*Material provided*
————————
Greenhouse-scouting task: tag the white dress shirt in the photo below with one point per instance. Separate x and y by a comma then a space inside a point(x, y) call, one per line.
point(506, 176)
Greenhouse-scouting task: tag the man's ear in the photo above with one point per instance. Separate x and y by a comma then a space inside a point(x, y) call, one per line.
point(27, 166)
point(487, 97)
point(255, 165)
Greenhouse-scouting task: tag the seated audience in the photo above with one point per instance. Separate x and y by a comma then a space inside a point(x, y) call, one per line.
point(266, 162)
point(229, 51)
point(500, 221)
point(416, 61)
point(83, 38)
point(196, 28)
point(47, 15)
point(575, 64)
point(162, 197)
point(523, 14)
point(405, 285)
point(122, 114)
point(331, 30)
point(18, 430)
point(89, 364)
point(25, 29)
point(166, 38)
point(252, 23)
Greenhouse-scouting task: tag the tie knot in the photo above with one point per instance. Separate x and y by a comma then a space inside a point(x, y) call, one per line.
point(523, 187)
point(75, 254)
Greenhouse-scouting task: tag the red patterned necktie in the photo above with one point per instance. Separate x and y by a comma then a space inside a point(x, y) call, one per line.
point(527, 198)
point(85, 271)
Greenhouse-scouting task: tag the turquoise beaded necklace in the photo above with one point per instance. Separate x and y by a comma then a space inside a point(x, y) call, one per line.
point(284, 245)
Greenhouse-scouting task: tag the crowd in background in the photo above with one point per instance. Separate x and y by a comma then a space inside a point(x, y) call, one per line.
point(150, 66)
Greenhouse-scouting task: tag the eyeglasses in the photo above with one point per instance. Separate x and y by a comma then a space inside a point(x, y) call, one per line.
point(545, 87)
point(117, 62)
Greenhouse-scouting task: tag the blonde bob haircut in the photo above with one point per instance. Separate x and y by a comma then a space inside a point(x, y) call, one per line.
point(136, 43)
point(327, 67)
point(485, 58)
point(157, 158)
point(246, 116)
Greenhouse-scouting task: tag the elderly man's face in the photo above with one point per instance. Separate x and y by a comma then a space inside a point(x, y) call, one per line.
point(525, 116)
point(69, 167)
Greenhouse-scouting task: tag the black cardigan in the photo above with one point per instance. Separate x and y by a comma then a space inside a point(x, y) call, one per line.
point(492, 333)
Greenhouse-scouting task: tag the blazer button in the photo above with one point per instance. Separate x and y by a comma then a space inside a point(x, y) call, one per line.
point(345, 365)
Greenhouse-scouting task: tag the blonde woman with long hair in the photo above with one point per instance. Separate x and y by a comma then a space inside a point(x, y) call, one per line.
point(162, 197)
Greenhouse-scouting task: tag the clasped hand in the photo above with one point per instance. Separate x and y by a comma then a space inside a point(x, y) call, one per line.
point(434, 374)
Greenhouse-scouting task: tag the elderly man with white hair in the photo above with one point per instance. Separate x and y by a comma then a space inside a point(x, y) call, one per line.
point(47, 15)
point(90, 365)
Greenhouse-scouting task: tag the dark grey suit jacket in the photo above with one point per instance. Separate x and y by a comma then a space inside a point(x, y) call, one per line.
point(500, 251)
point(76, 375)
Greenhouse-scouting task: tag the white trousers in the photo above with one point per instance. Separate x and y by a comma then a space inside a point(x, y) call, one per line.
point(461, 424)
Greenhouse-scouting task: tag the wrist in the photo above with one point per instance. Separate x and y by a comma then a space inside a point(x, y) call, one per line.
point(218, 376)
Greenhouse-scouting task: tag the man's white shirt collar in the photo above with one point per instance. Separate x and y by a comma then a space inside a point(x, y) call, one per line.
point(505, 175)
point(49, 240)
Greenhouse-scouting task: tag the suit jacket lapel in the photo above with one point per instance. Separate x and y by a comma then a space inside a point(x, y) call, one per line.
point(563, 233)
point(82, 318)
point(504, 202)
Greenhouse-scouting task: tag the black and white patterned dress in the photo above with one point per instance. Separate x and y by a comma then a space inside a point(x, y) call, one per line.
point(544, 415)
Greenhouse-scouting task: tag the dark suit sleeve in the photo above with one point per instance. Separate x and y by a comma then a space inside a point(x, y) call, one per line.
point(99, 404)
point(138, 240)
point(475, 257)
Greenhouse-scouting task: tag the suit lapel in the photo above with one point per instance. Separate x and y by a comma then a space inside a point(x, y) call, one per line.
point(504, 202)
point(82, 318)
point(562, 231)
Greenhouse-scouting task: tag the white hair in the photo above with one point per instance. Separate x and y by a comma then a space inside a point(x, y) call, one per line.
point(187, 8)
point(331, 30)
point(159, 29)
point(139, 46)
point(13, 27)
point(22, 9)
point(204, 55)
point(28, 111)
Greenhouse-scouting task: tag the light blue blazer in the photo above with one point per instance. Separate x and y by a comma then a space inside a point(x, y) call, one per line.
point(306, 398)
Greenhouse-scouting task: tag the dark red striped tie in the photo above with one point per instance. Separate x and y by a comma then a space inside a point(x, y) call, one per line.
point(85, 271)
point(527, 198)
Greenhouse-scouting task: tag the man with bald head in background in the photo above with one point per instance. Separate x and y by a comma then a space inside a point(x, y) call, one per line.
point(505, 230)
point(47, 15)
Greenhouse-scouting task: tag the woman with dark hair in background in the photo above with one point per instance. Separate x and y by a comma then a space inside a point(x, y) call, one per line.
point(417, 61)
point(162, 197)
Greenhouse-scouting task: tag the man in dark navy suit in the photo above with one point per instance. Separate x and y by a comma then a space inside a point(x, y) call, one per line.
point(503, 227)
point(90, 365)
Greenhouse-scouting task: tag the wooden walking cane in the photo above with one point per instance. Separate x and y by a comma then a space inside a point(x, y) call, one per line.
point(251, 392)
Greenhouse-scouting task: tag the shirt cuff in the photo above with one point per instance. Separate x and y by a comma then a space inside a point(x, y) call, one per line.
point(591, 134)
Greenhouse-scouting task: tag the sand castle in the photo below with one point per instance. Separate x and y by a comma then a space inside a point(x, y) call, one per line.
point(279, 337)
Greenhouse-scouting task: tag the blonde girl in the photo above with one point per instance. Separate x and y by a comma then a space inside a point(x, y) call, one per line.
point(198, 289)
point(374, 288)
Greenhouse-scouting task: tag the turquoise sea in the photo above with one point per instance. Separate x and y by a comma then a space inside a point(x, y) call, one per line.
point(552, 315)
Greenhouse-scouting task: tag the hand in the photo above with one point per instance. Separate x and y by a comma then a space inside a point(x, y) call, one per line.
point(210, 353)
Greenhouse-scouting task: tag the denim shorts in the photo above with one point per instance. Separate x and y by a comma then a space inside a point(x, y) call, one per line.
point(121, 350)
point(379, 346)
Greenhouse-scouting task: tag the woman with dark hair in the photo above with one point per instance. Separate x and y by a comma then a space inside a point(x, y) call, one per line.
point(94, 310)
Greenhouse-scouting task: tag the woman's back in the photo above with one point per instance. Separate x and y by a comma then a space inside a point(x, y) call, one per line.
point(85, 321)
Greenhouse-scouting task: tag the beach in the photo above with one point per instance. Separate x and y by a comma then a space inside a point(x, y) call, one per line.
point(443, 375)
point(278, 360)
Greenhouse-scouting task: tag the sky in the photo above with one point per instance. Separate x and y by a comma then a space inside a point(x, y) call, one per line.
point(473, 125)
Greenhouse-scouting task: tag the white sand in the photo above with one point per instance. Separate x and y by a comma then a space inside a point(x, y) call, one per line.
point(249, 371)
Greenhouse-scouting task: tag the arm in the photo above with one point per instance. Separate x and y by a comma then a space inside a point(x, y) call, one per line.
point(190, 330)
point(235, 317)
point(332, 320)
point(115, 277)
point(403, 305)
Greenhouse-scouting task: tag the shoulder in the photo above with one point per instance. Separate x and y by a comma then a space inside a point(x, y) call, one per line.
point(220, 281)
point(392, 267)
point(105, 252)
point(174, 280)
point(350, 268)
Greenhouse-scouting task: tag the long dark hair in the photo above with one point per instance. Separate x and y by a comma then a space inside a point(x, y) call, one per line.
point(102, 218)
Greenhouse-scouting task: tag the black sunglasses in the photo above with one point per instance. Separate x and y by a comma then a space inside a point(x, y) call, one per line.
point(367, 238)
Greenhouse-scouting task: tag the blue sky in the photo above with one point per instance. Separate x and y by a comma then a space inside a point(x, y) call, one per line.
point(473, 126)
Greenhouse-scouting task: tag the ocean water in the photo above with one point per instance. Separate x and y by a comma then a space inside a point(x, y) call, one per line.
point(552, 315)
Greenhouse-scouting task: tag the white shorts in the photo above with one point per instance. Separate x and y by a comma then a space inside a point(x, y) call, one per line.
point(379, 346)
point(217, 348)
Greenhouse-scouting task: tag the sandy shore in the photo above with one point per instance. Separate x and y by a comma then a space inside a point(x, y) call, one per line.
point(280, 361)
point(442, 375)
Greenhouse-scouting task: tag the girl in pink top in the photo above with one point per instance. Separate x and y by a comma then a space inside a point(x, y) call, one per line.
————————
*Task prompt*
Quote the rows word for word, from the start of the rows through the line containing "point(117, 62)", with that line included.

*Complete answer*
Greenhouse-scouting task: tag the white dress shirt in the photo below with one point per instance. Separate x and y by a comma then a space inside a point(x, y) call, one per line.
point(506, 176)
Greenhouse-scouting task: tag the man's ear in the photo above with one point per instance. Separate x and y by a comma then a space inside a point(x, y) call, one per line.
point(27, 166)
point(487, 97)
point(255, 165)
Greenhouse-scouting task: tag the seated audience in the photo above with one point per instance. Separate x and y by a comma then a space inside a point(x, y) call, one per line.
point(266, 162)
point(229, 51)
point(500, 221)
point(416, 61)
point(83, 38)
point(196, 28)
point(47, 15)
point(575, 64)
point(162, 197)
point(523, 14)
point(405, 285)
point(122, 114)
point(331, 30)
point(18, 430)
point(89, 364)
point(25, 29)
point(166, 38)
point(252, 23)
Greenhouse-scouting task: tag the tie knot in the photo above with one point per instance. Separate x and y by a comma then a space inside a point(x, y) call, one per line.
point(523, 187)
point(75, 254)
Greenhouse-scouting task: tag the red patterned necktie in the photo above with one point per instance. Separate x and y by a comma then a space inside a point(x, y) call, one per line.
point(527, 198)
point(85, 271)
Greenhouse-scouting task: tag the turquoise beaded necklace in the photo above with one point per instance. Separate x and y by a comma then a space inside a point(x, y) call, one per line.
point(284, 245)
Greenhouse-scouting task: tag the crowd in background in the photo above with one point per instance. Separate x and y by a comma then a space inside a point(x, y) call, one per line.
point(150, 66)
Greenhouse-scouting task: tag the eyeglasses in the photo above with one point per instance. Separate x and y by a comma then a space inside a point(x, y) call, one per line.
point(545, 87)
point(117, 62)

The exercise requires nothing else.